## Exercise directions
Nothing but the line holding "of the concrete" and the lines after it, through the end of the records, should be set down, each exactly as it is.

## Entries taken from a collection

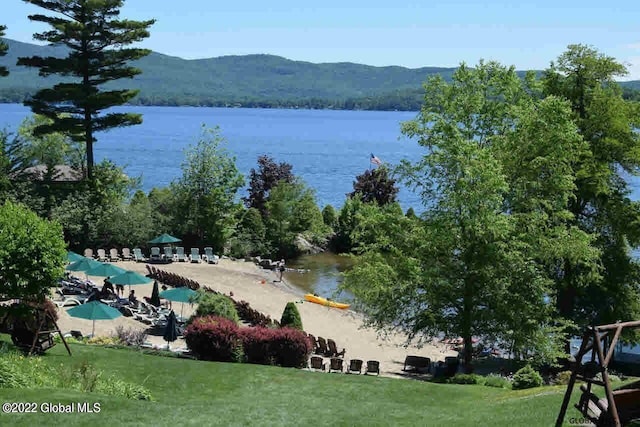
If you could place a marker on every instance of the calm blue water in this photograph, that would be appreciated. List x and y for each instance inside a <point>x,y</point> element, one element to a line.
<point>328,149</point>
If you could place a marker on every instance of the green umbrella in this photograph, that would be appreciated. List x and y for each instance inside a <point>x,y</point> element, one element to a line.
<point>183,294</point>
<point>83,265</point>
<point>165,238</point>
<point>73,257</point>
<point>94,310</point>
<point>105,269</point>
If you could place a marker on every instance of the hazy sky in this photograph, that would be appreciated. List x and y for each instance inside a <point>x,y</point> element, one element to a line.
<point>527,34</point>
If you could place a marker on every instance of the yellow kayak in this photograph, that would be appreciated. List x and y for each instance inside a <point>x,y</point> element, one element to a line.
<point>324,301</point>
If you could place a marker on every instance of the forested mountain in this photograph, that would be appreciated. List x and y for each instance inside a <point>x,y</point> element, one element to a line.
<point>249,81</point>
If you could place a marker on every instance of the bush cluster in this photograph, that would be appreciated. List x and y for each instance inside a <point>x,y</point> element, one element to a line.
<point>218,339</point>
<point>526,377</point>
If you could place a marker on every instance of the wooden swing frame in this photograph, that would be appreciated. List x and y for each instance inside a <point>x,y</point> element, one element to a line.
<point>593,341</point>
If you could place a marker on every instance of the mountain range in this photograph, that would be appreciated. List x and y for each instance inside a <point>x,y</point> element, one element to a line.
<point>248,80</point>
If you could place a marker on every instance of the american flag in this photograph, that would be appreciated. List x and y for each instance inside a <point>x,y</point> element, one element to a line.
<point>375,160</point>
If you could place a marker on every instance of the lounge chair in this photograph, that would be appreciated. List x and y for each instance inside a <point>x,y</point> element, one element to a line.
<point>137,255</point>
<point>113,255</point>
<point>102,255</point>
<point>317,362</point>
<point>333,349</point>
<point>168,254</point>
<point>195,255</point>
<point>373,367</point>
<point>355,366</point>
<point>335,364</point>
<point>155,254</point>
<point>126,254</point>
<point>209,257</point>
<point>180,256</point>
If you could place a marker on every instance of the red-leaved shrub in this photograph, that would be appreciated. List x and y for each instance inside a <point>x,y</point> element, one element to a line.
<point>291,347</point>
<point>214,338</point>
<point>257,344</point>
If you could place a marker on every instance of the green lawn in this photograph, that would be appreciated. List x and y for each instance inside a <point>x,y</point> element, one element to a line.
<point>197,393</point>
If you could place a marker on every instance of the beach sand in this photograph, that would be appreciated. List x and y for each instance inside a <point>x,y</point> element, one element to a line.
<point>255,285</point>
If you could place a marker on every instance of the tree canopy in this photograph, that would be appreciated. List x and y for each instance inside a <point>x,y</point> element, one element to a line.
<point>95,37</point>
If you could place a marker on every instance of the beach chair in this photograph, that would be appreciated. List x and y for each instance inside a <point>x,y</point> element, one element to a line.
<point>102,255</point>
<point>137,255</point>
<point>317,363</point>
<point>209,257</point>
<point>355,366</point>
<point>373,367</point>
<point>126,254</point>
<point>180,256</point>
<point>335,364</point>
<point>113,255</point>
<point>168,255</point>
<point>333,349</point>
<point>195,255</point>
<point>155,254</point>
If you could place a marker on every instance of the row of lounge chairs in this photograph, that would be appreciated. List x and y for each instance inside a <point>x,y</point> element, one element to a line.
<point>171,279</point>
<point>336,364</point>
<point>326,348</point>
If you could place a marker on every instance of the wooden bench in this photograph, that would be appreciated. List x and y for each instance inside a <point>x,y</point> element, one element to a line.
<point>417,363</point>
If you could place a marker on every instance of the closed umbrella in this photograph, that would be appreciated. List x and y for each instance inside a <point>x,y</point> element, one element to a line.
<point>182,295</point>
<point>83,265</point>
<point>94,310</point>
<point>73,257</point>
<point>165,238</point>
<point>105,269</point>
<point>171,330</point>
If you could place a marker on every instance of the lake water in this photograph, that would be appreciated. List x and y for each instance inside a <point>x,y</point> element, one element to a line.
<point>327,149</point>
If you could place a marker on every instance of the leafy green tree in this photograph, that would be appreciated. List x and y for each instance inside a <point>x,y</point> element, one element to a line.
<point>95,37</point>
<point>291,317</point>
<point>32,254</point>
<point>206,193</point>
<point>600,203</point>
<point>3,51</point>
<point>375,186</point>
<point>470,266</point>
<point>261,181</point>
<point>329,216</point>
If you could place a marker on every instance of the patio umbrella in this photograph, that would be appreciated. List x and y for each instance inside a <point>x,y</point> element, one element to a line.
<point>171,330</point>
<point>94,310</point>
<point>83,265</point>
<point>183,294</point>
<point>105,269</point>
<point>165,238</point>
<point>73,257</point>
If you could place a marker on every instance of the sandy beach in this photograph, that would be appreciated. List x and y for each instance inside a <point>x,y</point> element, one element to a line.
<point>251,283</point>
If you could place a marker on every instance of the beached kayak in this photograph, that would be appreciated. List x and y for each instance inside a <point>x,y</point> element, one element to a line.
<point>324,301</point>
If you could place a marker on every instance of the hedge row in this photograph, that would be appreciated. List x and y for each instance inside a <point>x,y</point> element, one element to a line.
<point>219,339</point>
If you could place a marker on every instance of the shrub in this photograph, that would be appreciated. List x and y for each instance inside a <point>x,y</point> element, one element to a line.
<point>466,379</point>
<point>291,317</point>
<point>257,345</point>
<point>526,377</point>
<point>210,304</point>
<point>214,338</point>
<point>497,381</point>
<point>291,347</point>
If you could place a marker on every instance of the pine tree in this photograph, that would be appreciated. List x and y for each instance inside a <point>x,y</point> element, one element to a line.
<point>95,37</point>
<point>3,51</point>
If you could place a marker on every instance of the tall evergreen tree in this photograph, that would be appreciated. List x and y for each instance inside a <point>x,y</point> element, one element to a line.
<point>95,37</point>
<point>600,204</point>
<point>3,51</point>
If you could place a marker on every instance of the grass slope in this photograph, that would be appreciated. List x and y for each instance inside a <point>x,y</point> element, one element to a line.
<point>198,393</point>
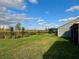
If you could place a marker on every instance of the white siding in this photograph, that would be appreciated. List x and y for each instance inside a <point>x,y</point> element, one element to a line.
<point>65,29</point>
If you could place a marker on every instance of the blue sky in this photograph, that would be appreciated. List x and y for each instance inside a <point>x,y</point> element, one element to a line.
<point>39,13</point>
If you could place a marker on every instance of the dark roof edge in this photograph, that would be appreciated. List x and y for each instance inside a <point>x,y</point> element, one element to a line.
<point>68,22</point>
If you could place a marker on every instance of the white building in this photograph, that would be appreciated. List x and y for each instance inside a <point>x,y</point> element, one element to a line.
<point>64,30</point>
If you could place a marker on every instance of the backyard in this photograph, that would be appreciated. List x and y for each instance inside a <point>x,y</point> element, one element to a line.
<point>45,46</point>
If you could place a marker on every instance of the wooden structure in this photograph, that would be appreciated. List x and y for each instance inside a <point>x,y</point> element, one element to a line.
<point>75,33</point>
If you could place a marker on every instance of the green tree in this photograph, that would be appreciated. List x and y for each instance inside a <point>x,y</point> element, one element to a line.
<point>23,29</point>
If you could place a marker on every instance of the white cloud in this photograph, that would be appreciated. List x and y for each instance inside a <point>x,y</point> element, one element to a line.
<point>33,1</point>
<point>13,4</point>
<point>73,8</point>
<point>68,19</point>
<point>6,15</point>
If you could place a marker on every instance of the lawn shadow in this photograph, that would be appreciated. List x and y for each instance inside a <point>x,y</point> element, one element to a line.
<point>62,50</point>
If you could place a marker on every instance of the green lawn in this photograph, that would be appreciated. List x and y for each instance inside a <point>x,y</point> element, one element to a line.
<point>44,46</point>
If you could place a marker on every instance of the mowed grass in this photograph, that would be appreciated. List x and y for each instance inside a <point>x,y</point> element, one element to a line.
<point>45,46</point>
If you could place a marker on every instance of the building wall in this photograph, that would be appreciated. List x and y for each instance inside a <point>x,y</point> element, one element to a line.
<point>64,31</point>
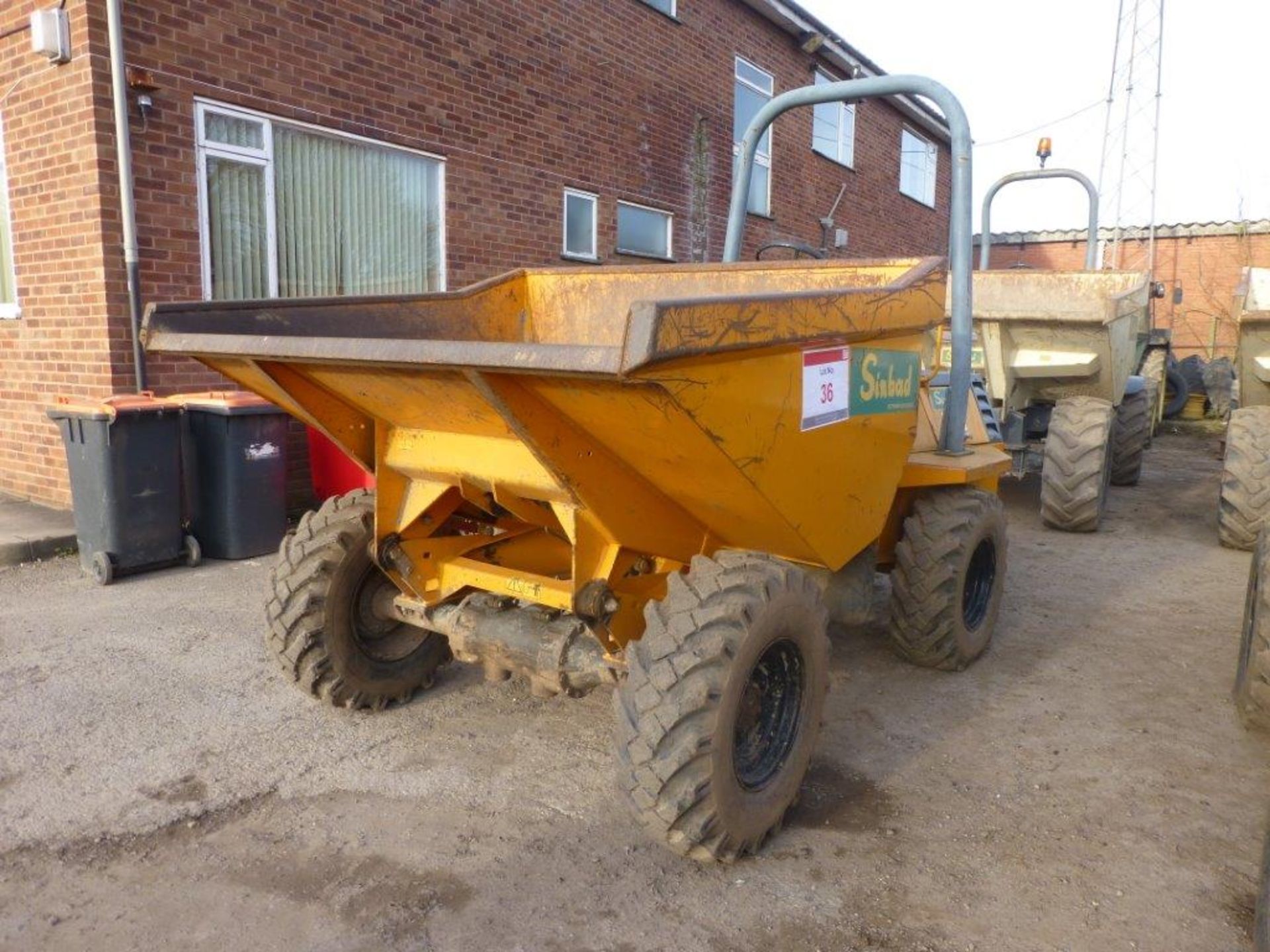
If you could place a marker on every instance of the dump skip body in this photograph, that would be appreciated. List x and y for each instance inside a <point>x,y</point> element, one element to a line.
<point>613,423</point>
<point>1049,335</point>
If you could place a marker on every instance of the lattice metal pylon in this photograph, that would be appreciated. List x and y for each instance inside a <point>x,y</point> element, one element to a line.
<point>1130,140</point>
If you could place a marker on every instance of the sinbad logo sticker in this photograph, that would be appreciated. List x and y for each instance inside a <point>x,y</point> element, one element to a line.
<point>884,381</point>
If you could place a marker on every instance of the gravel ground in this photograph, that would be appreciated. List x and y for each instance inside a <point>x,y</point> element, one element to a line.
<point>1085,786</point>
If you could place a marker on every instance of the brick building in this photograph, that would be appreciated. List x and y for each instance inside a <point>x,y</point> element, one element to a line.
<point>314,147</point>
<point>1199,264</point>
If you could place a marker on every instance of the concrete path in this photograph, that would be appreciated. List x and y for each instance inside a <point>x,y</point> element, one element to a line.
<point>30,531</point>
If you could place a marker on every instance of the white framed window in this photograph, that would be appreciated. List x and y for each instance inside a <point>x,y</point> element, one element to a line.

## Task answer
If you could place a marker on every instance of the concrete path in this photograph, that would be appreciated. List x and y for each instance inside a <point>x,y</point> element, one element to a line.
<point>30,531</point>
If you could place a marker on every instance of the white framed window in this photograph, that would be appreciated. List x and y for each instance inside a <point>x,y</point> element, one element to a line.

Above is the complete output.